◆ Secção de texto
>>>>>

Mais de 420 mil crianças estão a ser afetadas por níveis de escassez de água e seca extrema em três país da região da Amazónia, nomeadamente o Brasil, a Colômbia e o Peru, segundo novos dados da UNICEF, divulgados na quinta-feira. A seca recorde, que começou no ano passado, tem provocado mínimos históricos nos níveis dos rios e comprometido o acesso à educação, alimentos e serviços essenciais da população, particularmente das comunidades ribeirinhas e indígenas.
O novo relatório da Agência das Nações Unidas para a Infância (UNICEF) alerta para o impacto que a crise climática está a ter na vida das populações da região da Amazónia. Devido à seca extrema, os serviços essenciais estão paralisados, ameaçando a vida dessas populações, que dependem dos rios para transportarem água, alimentos, combustível, medicamentos ou para aceder a escolas e cuidados de saúde.
"A Amazónia tem sido o lar de valiosos recursos naturais", explica a diretora Executiva da UNICEF, Catherine Russel, no comunicado de imprensa. No entanto, "estamos a assistir à devastação de um
ecossistema vital do qual as famílias dependem e que está a privar
muitas crianças do acesso a alimentos e água adequados, a cuidados de
saúde e a escolas", afirma.
A escassez de chuva e o aquecimento do clima provocados pela crise climática fizeram com que os rios utilizados pela população amazónica para o transporte secassem, deixando as crianças com pouca comida e água e escassos acessos à escola e a cuidados de saúde, segundo a UNICEF.
“Esta seca, a pior do século passado, é uma demonstração clara de que as alterações climáticas, infelizmente, já cá estão e estão a ficar cada vez mais fortes”, afirma António Marro, responsável regional de Emergência da UNICEF, no comunicado, divulgado esta quinta-feira. "Os rios da Amazónia são as nossas estradas e estão a secar. Nem nós nem os nossos avós jamais vimos algo assim”, alerta.
António Marro explica que, "para as comunidades mais remotas, esta é realmente uma situação de risco de vida" e adianta que as crianças da região da Amazónia "estão a contrair dengue, malária e outras doenças graves e não
há forma de chegarem a um centro de saúde para receberem tratamento".
Só no Brasil, mais de 1.700 escolas e 760 centros de saúde foram encerrados ou tornados inacessíveis, ou mesmo fora de alcance, devido aos baixos níveis de água. De acordo com uma recente avaliação no terreno realizada pela UNICEF em catorze comunidades no sul da Amazónia brasileira, metade das famílias afirmou que os seus filhos não estavam a frequentar a escola devido à seca.

<<<<<

◆ Dados fornecidos
>>>>>

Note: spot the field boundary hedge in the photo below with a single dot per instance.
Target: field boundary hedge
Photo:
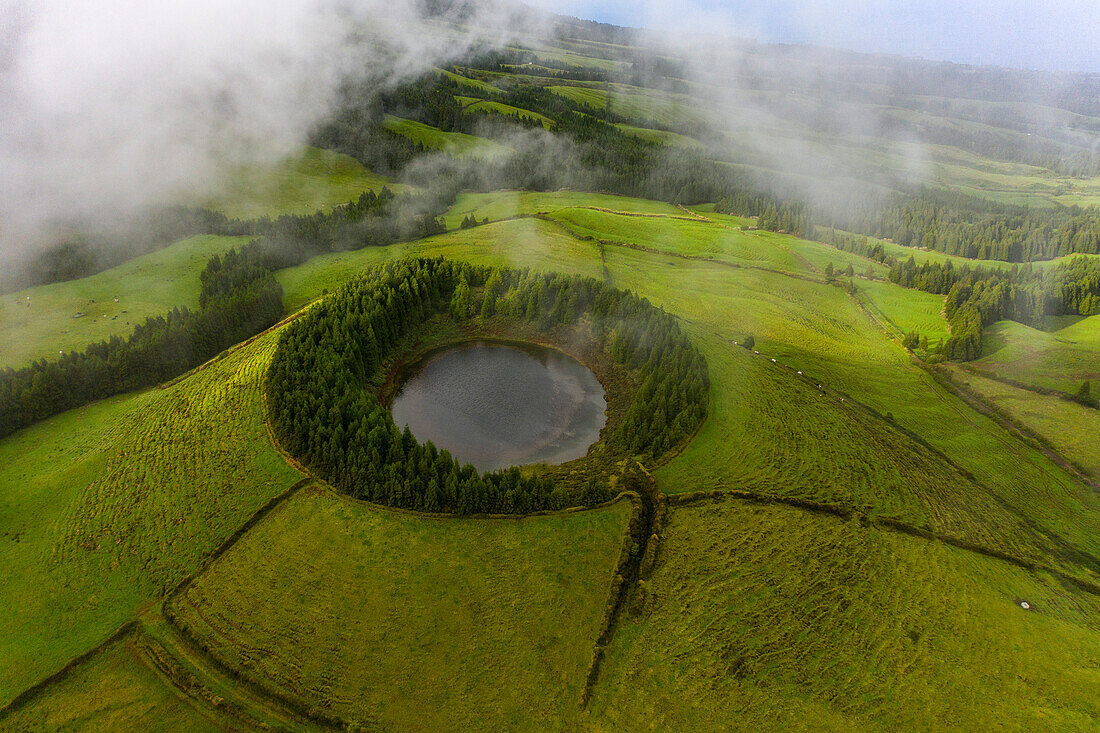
(1007, 420)
(882, 524)
(20, 700)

<<<<<

Prolongue o texto sobre a seca na Amazónia a partir do ponto em que termina. A listagem não tem qualquer relação com o texto.

Mas a desgraça causada pela crise climática não se fica só pelo Brasil. Também na Amazónia colombiana, o nível dos rios caiu até 80 por cento, limitando o acesso a água potável e alimentos e interrompendo as aulas presenciais em mais de 130 escolas, aumentando assim o risco de exploração infantil por grupos armados devido ao encerramento das escolas, de acordo com a organização.
No Peru, a região de Loreto está a ser severamente afetada com mais de 50 centros de saúde inacessíveis e incêndios florestais agravados pela seca, provocando perdas de biodiversidade e poluição do ar.
A UNICEF estima que sejam necessários dez milhões de dólares (cerca de nove milhões de euros) nos próximos meses para conseguir dar resposta às necessidades mais urgentes das comunidades afetadas, incluindo a entrega de bens e medicamentos e o reforço dos serviços locais e públicos nas comunidades indígenas do Brasil, da Colômbia e do Peru.
A Amazónia, longe de ser "o pulmão do planeta", é um baluarte contra a crise climática, uma vez que ajuda a regular os padrões climáticos regionais e a sugar o carbono, porém está a ser transformada pelo aquecimento do clima e pela desflorestação. A perda global de floresta tropical prossegue ao ritmo de quase dez campos de futebol por minuto, de acordo com os dados mais recentes da Universidade de Maryland, nos EUA, divulgados na página do World Resources Institute (WRI).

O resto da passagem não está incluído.